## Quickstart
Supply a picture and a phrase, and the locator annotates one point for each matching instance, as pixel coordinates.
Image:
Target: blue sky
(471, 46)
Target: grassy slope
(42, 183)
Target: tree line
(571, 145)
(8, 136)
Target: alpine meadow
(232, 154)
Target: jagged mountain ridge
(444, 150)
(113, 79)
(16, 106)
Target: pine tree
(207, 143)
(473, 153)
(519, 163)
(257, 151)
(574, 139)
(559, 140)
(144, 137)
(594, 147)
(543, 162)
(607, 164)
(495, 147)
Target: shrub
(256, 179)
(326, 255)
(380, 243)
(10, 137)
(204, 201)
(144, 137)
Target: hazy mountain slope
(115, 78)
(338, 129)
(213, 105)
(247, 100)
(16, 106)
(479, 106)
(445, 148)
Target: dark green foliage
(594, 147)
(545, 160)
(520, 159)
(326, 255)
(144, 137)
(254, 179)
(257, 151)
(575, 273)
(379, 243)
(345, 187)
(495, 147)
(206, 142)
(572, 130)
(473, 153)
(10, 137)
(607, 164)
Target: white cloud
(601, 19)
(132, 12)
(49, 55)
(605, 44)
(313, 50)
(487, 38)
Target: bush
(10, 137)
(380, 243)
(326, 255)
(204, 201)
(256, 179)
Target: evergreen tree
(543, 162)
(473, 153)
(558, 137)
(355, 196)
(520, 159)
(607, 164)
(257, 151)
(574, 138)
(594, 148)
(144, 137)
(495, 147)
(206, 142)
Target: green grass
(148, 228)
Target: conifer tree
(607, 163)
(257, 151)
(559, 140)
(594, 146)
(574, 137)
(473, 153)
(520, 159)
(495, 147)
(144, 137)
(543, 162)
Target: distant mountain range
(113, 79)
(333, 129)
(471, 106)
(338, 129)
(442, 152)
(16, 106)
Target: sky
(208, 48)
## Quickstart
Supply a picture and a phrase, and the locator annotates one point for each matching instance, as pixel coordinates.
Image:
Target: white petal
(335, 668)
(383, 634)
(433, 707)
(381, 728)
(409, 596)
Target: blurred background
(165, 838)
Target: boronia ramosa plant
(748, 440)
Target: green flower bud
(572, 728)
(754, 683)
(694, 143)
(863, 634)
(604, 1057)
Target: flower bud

====================

STATED PROBLEM:
Rewrite the records above, changing every "Target" to "Query" and leaving everything else as it stands.

EXERCISE OUTPUT:
## Quickstart
Supply a picture and a phrase, and the locator annotates one point for each matching instance, as pixel coordinates.
Image:
Query: blue sky
(471, 46)
Query: grassy slope
(42, 183)
Query: tree line
(571, 145)
(8, 136)
Query: alpine meadow
(232, 154)
Query: jagged mountain ridge
(444, 150)
(113, 79)
(16, 106)
Query: pine tree
(207, 143)
(473, 153)
(519, 163)
(257, 151)
(574, 139)
(559, 140)
(144, 137)
(594, 147)
(543, 162)
(607, 164)
(495, 147)
Query: shrub
(256, 179)
(326, 255)
(380, 243)
(10, 137)
(204, 201)
(144, 137)
Query: hazy mountain slope
(115, 78)
(338, 129)
(213, 105)
(247, 100)
(16, 106)
(479, 106)
(445, 148)
Query: dark green foliage
(594, 147)
(545, 160)
(520, 159)
(326, 255)
(144, 137)
(254, 179)
(257, 151)
(575, 273)
(379, 243)
(345, 187)
(495, 147)
(206, 142)
(572, 130)
(473, 153)
(10, 137)
(607, 164)
Query: white cloud
(601, 19)
(132, 12)
(49, 55)
(605, 44)
(313, 50)
(487, 38)
Query: bush
(10, 137)
(380, 243)
(326, 255)
(204, 201)
(256, 179)
Query: evergreen tree
(543, 162)
(473, 153)
(558, 137)
(355, 196)
(520, 159)
(607, 164)
(257, 151)
(574, 138)
(594, 148)
(144, 137)
(495, 147)
(206, 142)
Query: green grass
(148, 228)
Query: conifer tree
(607, 163)
(257, 151)
(559, 140)
(594, 146)
(574, 137)
(473, 153)
(520, 159)
(495, 147)
(144, 137)
(543, 162)
Query: distant mountain range
(113, 79)
(333, 129)
(471, 106)
(338, 129)
(442, 152)
(16, 106)
Query: sky
(208, 48)
## Quickstart
Supply a picture and a phrase, and the locator annotates one point for each matching instance, as pixel coordinates.
Image:
Query: white petal
(335, 668)
(383, 634)
(433, 707)
(381, 728)
(409, 596)
Query: blurred background
(165, 838)
Query: boronia ramosa plant
(748, 440)
Query: green flower bud
(572, 728)
(754, 683)
(694, 143)
(863, 634)
(604, 1057)
Query: flower bud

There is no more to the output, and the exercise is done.